Task to complete — Where the listing below reaches the line containing "66H206L208 101L217 103L221", start writing out lines exactly, and stop once the line containing "231L323 330L372 362L394" has been written.
━━━
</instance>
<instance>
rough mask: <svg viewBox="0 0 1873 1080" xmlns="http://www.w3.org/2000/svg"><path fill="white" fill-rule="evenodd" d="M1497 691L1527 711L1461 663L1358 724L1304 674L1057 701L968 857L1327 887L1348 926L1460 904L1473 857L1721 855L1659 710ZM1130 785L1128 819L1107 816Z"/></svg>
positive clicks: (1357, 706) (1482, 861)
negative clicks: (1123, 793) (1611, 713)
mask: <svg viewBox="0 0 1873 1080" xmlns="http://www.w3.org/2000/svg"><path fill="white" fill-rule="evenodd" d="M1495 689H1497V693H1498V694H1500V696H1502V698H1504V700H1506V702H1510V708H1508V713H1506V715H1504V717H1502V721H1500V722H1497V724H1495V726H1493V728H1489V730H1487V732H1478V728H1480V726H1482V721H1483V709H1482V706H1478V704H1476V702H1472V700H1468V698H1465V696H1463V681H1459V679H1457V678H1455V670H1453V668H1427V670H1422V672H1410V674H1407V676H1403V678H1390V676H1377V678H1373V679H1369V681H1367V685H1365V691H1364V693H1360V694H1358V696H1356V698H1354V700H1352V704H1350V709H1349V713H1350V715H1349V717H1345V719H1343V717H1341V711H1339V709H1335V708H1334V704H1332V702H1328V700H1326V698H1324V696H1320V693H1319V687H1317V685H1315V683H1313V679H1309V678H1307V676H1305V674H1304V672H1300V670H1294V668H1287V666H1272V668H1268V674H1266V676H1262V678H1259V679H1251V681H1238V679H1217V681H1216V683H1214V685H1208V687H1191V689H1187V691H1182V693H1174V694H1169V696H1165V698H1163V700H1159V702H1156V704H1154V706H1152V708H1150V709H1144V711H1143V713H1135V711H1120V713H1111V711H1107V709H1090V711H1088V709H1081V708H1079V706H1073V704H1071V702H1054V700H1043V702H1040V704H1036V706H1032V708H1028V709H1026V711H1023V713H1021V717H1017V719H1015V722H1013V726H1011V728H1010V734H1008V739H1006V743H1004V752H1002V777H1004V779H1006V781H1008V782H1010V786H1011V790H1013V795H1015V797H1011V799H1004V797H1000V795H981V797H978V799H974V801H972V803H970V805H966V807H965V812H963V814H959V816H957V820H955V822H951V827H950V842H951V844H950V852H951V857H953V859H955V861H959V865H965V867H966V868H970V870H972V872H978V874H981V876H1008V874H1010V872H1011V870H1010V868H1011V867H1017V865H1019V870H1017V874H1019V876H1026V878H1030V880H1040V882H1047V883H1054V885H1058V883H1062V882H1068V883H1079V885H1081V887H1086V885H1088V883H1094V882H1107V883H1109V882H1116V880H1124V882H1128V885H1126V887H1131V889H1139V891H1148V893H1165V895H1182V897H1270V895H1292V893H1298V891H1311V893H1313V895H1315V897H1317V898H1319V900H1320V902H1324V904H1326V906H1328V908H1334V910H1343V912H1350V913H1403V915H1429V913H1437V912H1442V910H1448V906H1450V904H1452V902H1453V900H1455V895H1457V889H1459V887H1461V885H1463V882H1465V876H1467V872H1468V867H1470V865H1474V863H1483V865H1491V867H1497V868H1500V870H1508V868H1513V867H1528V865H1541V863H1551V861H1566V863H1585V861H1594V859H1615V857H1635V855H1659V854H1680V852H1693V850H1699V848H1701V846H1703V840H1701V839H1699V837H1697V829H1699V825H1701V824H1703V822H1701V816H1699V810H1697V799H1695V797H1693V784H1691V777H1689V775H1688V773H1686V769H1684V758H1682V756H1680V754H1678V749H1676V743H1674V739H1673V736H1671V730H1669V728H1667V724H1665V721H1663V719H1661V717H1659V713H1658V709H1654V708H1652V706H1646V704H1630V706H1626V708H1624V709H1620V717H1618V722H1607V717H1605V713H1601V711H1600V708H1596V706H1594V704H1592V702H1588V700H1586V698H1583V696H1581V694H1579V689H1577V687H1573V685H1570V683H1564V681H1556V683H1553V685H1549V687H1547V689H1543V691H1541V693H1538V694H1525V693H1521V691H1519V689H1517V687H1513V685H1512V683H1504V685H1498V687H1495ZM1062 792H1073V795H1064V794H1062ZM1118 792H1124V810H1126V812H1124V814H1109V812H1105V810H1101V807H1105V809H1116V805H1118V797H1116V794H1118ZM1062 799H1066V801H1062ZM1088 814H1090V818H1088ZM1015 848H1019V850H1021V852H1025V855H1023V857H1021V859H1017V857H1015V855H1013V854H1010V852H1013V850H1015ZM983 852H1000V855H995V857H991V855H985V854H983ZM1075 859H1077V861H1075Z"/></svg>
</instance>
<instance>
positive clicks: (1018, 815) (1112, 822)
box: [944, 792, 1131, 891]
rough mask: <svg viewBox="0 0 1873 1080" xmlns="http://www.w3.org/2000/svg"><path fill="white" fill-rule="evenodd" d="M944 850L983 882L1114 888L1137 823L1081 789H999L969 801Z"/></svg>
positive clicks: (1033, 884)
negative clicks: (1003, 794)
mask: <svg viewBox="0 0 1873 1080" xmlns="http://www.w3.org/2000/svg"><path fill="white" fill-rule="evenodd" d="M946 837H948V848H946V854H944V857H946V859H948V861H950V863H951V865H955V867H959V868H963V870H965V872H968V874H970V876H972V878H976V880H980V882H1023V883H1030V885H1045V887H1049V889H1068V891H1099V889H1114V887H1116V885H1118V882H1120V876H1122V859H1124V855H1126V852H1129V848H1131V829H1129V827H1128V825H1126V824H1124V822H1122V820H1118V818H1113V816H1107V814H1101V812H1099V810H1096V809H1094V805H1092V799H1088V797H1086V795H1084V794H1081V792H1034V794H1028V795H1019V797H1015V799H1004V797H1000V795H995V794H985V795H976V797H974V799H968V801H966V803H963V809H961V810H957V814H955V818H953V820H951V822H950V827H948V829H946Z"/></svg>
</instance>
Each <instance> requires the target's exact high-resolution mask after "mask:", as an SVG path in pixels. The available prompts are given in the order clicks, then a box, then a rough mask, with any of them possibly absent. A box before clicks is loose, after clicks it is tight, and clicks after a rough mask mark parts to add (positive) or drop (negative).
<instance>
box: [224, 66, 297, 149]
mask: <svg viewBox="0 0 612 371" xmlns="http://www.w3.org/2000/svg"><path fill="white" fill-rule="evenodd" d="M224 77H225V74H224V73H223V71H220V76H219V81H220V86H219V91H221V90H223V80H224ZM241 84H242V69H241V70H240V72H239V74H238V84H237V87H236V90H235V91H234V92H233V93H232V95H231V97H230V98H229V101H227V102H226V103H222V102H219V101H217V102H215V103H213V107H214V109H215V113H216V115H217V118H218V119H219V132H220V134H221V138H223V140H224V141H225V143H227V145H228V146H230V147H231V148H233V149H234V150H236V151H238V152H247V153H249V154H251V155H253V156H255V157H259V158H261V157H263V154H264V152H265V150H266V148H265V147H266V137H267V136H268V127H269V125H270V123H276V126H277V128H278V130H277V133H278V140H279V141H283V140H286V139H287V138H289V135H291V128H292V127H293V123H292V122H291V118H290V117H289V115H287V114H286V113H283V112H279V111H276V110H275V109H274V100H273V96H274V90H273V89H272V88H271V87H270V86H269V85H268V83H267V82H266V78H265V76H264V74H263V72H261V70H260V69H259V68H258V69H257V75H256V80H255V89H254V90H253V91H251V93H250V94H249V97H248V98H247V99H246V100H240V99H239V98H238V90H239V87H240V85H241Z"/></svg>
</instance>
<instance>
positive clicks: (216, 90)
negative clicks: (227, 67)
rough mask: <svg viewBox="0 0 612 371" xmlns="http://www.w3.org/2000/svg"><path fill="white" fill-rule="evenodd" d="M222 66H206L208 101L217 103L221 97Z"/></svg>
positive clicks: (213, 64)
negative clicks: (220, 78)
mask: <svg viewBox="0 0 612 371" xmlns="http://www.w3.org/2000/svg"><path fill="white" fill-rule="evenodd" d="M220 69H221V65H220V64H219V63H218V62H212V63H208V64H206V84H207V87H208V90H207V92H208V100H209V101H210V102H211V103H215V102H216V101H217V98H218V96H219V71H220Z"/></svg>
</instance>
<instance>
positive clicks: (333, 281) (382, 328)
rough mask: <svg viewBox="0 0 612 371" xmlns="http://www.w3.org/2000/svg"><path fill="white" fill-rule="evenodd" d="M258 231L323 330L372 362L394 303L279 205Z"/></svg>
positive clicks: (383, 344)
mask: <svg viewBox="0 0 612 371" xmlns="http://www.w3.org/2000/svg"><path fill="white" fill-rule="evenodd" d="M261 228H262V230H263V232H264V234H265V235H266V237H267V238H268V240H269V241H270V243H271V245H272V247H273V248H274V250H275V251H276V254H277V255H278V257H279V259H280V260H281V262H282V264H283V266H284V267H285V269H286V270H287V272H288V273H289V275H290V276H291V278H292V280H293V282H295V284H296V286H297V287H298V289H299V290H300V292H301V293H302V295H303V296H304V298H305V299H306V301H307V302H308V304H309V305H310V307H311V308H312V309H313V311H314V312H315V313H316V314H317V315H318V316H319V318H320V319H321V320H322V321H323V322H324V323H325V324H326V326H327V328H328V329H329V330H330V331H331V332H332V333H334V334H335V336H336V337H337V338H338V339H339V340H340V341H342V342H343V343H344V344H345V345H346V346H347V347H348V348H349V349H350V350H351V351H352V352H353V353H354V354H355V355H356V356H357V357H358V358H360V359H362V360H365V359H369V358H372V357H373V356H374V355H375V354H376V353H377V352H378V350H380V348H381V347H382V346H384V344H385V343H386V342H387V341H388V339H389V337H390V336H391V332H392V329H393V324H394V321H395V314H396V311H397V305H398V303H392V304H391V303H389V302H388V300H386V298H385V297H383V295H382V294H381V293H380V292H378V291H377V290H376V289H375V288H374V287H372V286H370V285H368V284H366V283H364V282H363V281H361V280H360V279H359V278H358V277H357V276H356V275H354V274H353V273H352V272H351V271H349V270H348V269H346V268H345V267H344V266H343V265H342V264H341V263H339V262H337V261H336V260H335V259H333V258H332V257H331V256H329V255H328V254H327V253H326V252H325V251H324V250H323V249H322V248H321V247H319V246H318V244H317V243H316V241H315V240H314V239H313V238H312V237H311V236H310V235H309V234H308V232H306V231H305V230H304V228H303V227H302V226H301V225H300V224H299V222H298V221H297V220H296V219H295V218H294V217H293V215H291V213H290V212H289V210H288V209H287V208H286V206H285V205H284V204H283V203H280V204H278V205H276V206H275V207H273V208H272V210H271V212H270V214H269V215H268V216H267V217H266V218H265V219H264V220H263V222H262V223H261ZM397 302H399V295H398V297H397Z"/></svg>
━━━
The answer —
rough mask: <svg viewBox="0 0 612 371" xmlns="http://www.w3.org/2000/svg"><path fill="white" fill-rule="evenodd" d="M222 66H206L208 101L217 103L221 97Z"/></svg>
positive clicks: (213, 64)
negative clicks: (220, 78)
mask: <svg viewBox="0 0 612 371" xmlns="http://www.w3.org/2000/svg"><path fill="white" fill-rule="evenodd" d="M220 69H221V65H220V64H219V63H218V62H212V63H208V64H206V84H207V87H208V90H207V92H208V100H209V101H210V102H211V103H215V102H216V101H217V98H218V96H219V71H220Z"/></svg>
</instance>
<instance>
positive clicks: (333, 281) (382, 328)
rough mask: <svg viewBox="0 0 612 371" xmlns="http://www.w3.org/2000/svg"><path fill="white" fill-rule="evenodd" d="M258 231L323 330L372 362L394 303L279 205Z"/></svg>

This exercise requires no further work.